== Dataset entries

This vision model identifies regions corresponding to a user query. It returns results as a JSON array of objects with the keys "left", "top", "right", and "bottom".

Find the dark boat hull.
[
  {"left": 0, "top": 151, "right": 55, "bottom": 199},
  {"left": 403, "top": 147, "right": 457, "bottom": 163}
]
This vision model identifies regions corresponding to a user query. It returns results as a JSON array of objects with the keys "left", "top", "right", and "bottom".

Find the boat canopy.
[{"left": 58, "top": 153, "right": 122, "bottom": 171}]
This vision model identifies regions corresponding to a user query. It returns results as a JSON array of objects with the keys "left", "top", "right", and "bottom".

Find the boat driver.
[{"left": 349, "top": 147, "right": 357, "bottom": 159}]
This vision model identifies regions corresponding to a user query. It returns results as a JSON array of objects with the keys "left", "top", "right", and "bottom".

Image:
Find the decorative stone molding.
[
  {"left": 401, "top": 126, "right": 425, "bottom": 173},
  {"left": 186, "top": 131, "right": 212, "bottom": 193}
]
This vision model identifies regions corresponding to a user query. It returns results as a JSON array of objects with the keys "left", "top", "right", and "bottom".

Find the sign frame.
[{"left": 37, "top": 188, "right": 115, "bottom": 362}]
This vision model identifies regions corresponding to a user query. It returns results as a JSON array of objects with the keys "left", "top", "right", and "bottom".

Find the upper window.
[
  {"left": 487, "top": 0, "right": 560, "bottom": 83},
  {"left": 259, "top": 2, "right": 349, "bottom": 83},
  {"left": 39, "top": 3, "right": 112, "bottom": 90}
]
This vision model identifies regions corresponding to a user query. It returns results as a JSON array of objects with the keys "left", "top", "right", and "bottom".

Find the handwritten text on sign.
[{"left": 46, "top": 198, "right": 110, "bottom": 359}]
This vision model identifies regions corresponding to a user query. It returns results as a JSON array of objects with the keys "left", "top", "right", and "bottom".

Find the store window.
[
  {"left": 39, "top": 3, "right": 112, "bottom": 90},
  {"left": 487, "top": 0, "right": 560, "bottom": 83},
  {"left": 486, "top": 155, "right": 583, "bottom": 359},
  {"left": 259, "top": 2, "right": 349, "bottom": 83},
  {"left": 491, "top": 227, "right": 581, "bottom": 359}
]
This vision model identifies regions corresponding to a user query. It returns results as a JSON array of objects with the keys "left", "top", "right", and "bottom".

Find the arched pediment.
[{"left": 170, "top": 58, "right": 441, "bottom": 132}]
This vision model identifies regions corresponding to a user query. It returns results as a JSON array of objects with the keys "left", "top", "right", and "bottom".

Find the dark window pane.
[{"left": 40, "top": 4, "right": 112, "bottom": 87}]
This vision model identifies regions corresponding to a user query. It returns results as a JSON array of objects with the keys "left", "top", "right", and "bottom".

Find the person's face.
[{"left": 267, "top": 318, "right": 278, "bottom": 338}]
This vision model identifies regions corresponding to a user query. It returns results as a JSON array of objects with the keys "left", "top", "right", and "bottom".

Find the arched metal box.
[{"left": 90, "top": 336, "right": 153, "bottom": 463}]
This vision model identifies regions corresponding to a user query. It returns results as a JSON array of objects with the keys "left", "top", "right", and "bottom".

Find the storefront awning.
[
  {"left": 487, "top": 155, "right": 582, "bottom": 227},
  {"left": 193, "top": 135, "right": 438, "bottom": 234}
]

====

- _Objective_
Show each line in the listing above that contains the word "window", counting only matches in the same case.

- _Written solution_
Find the upper window.
Find the store window.
Find the dark window pane.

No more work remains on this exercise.